## WORK TO COMPLETE
Pictures excluded, copy every record that follows exactly as it appears.

┌──

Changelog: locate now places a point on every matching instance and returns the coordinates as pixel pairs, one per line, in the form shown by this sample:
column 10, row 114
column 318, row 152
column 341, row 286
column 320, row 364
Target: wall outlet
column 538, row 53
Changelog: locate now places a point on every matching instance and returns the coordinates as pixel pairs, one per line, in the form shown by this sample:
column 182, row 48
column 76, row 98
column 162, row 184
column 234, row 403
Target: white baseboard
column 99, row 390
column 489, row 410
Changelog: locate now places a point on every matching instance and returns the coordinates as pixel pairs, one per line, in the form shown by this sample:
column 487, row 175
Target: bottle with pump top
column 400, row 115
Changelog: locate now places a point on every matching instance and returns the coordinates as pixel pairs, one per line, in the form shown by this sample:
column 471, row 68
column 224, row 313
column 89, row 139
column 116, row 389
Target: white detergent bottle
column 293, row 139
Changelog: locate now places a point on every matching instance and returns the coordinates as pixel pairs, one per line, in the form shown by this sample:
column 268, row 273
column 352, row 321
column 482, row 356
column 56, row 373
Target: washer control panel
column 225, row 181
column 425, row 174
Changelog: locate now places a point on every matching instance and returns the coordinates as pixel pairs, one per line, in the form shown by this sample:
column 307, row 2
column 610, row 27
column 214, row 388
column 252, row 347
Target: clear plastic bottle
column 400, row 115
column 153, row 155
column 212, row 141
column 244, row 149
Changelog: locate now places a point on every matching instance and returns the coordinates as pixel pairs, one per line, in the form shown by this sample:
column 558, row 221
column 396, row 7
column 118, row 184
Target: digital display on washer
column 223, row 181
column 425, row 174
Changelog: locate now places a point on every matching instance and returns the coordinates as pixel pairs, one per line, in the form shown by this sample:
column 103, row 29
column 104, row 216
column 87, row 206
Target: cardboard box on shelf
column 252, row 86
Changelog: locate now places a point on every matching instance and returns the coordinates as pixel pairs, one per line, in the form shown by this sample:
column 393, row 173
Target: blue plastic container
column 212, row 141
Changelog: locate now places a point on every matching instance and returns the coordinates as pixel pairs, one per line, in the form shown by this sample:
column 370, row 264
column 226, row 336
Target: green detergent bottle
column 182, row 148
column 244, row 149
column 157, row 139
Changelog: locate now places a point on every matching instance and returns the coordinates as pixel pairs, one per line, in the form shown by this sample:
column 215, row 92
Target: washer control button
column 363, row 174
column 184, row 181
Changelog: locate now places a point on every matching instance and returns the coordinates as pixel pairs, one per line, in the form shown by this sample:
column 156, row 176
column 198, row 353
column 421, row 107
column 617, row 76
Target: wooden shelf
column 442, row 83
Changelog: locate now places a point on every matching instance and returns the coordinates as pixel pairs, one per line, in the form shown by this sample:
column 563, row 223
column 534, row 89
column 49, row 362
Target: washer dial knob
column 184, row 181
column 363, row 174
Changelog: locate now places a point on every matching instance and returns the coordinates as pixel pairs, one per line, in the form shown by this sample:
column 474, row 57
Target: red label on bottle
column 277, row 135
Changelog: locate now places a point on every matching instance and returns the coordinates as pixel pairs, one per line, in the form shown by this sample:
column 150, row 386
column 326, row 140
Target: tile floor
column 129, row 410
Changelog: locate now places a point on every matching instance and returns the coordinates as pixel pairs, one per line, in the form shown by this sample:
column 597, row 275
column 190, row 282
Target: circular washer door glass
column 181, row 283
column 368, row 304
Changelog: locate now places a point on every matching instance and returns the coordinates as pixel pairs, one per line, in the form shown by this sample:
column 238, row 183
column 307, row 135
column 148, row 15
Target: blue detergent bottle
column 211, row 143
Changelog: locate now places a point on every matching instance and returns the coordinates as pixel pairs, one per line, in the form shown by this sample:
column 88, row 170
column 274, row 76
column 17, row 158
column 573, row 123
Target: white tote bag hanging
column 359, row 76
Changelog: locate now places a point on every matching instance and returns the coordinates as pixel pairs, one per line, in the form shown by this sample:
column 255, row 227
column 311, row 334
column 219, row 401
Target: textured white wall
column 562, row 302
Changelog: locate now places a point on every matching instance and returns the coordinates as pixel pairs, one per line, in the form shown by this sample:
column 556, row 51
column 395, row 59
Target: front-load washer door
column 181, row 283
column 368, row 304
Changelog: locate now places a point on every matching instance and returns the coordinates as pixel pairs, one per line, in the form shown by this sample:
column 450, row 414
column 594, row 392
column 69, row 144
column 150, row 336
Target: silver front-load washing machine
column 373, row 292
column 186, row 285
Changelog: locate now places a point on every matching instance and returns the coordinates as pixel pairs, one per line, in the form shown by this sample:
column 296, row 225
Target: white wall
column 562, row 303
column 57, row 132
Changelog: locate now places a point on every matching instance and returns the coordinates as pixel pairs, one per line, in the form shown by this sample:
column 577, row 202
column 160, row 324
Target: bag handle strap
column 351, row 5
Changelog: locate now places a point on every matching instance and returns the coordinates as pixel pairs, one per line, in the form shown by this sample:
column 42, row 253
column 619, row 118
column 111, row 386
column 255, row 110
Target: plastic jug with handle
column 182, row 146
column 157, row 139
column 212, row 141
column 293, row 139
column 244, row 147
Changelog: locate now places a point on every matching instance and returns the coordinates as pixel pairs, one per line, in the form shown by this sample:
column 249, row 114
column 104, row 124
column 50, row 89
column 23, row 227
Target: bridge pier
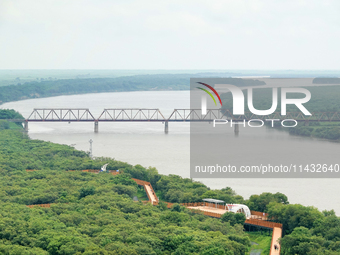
column 236, row 129
column 166, row 127
column 26, row 126
column 96, row 126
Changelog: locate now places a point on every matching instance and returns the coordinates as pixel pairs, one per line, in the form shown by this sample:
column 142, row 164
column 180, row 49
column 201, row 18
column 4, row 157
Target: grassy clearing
column 263, row 240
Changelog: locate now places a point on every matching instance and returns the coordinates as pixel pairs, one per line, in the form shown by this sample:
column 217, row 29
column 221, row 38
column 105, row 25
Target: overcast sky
column 169, row 34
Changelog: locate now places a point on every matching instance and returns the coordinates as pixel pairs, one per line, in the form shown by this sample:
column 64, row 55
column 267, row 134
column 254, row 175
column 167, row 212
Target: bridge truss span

└──

## SOLUTION TO THIS TASK
Changelog: locate now places a point on every matching instance and returns the coordinates as pixel pairs, one per line, in the form shown by this sample:
column 10, row 114
column 318, row 152
column 341, row 286
column 320, row 364
Target: wall outlet
column 538, row 53
Changelog: locate now places a point on every matching instance and returns the coordinates as pixel pairs, one per line, in the form shown by this sample:
column 182, row 48
column 76, row 98
column 162, row 184
column 234, row 403
Target: white baseboard
column 99, row 390
column 489, row 410
Changelog: locate now places a point on every matching instance and returns the coordinates as pixel pairs, one per line, in the form shown by this sample:
column 487, row 175
Target: bottle with pump top
column 400, row 115
Changelog: locate now places a point on every matching instance and returns the coordinates as pixel pairs, one per line, in the form shown by this sample:
column 471, row 68
column 224, row 313
column 89, row 139
column 116, row 389
Target: white detergent bottle
column 293, row 139
Changelog: locate now places a point on every matching instance and returns the coordinates as pixel pairs, one per line, in the form shown by this sample:
column 268, row 273
column 352, row 321
column 482, row 356
column 56, row 373
Target: washer control panel
column 225, row 181
column 425, row 174
Changelog: locate now places a point on every matching instance and returns the coordinates as pixel pairs, one per line, in the form shown by this sample:
column 307, row 2
column 610, row 27
column 214, row 388
column 252, row 347
Target: clear plastic bottle
column 400, row 115
column 153, row 155
column 212, row 141
column 244, row 149
Changelog: locate now places a point on every matching instance and returns the coordinates as pixel pairs, one per line, in the form shown by this sample:
column 558, row 221
column 396, row 7
column 118, row 184
Target: digital display on washer
column 223, row 181
column 425, row 174
Changelog: locate now places a point on every matching instance and returns the coordinates as pixel pairs, one per line, in the form shown by this sample:
column 103, row 29
column 104, row 216
column 87, row 206
Target: cardboard box on shelf
column 252, row 86
Changelog: locate now places a point on every matching instance and returns the coordinates as pixel pairs, one per line, in the form shown by this sample:
column 393, row 173
Target: blue plastic container
column 212, row 141
Changelog: locate now places a point on every matching instance and returns the coordinates as pixel pairs, one per line, in the form shown by this sample:
column 370, row 264
column 226, row 336
Target: green detergent bottle
column 182, row 148
column 244, row 149
column 157, row 139
Changelog: locate now places a point on every matching instance and returns the coordinates as pixel pairs, one per line, in the form shown by this sample:
column 215, row 92
Target: washer control button
column 363, row 174
column 184, row 181
Changelog: locate now places a point on every matching instance and returns the coordinates as pixel pairs, one per line, in the form shown by this sample:
column 156, row 176
column 198, row 353
column 421, row 107
column 617, row 76
Target: wooden shelf
column 442, row 83
Changelog: locate now places a point on every matching instance and returns the coordinates as pixel pairs, one per line, in the form shown by this sample:
column 563, row 223
column 534, row 89
column 49, row 362
Target: washer dial knob
column 184, row 181
column 363, row 174
Changelog: locate now places a point on every matching instance and returns the coordinates as pixel pairs, one per line, in the form shown by this sample:
column 474, row 57
Target: red label on bottle
column 277, row 135
Changelog: locate now places a point on every matching instance and returns the coordinates as pixel pairs, one per line, in the form shown by this sample:
column 150, row 386
column 326, row 140
Target: tile floor
column 129, row 410
Changelog: locate now places a point on every matching instance and returns the coordinates as pixel pairs, one per line, in the form shown by this sample:
column 597, row 275
column 190, row 282
Target: circular washer door glass
column 181, row 283
column 368, row 304
Changelog: locate now places a point on every matching instance and returns the coordinates as pixel pairs, one per line, in the form shown by this sample:
column 238, row 183
column 307, row 135
column 148, row 15
Target: blue detergent bottle
column 211, row 143
Changelog: locate now places a point on every matching instance and returns the coordinates as pixel pairs, one per line, in the form shown by this sample:
column 88, row 170
column 274, row 76
column 17, row 158
column 573, row 123
Target: white tote bag hanging
column 359, row 76
Changelog: locate now places a point on every matching instance and returns the coordinates as pixel pairs, one per line, in the form shown by this sample:
column 255, row 227
column 311, row 334
column 219, row 401
Target: textured white wall
column 562, row 302
Changelog: locate now places a point on every matching instance and returns the coordinates as pixel pairs, one per line, in the form shown by this sample:
column 556, row 51
column 395, row 59
Target: front-load washer door
column 181, row 283
column 368, row 304
Changelog: locate now places a point on every matching instance and returns the coordinates as pixel pairs, one per line, in the form shown by this sample:
column 450, row 414
column 594, row 392
column 69, row 144
column 150, row 336
Target: silver front-load washing machine
column 373, row 292
column 186, row 285
Changelog: locate now places a point on every matching instance and returns the coordinates as pixel pairs, one per line, in the form shown by this sample:
column 296, row 225
Target: white wall
column 562, row 303
column 57, row 132
Changelog: locate now places a point on every matching instance and returns the coordinates as pixel pairs, one per line, in the form shown by this sample:
column 577, row 202
column 160, row 324
Target: bag handle strap
column 351, row 5
Changelog: locate now places a point on every matching instance and returns the coordinates as pixel pairs, one per line, in the form shown by this sample:
column 42, row 253
column 619, row 118
column 111, row 386
column 255, row 110
Target: plastic jug with handle
column 182, row 146
column 157, row 139
column 212, row 141
column 293, row 139
column 244, row 147
Changelog: locate now places a point on every matching instance and returns the coordinates as pixel pairs, one per line, in the form shown by this sample:
column 249, row 114
column 104, row 124
column 50, row 89
column 23, row 227
Target: bridge pier
column 236, row 129
column 166, row 127
column 26, row 126
column 96, row 126
Changelog: locate now places a point on every matching instance and returns the coordinates as pixel pairs, one per line, in the form shown by this sample:
column 142, row 164
column 180, row 49
column 201, row 18
column 4, row 157
Target: grassy clearing
column 263, row 240
Changelog: locate now places a point on every matching instance and returns the coordinates as pixel pairs, one per line, in the form shown by this sample:
column 217, row 29
column 221, row 38
column 105, row 25
Target: overcast sky
column 169, row 34
Changelog: locate now places a point on every matching instance and returns the coordinates as pixel pairs, one per line, in the form shown by this sample:
column 64, row 55
column 267, row 134
column 254, row 175
column 167, row 212
Target: bridge truss span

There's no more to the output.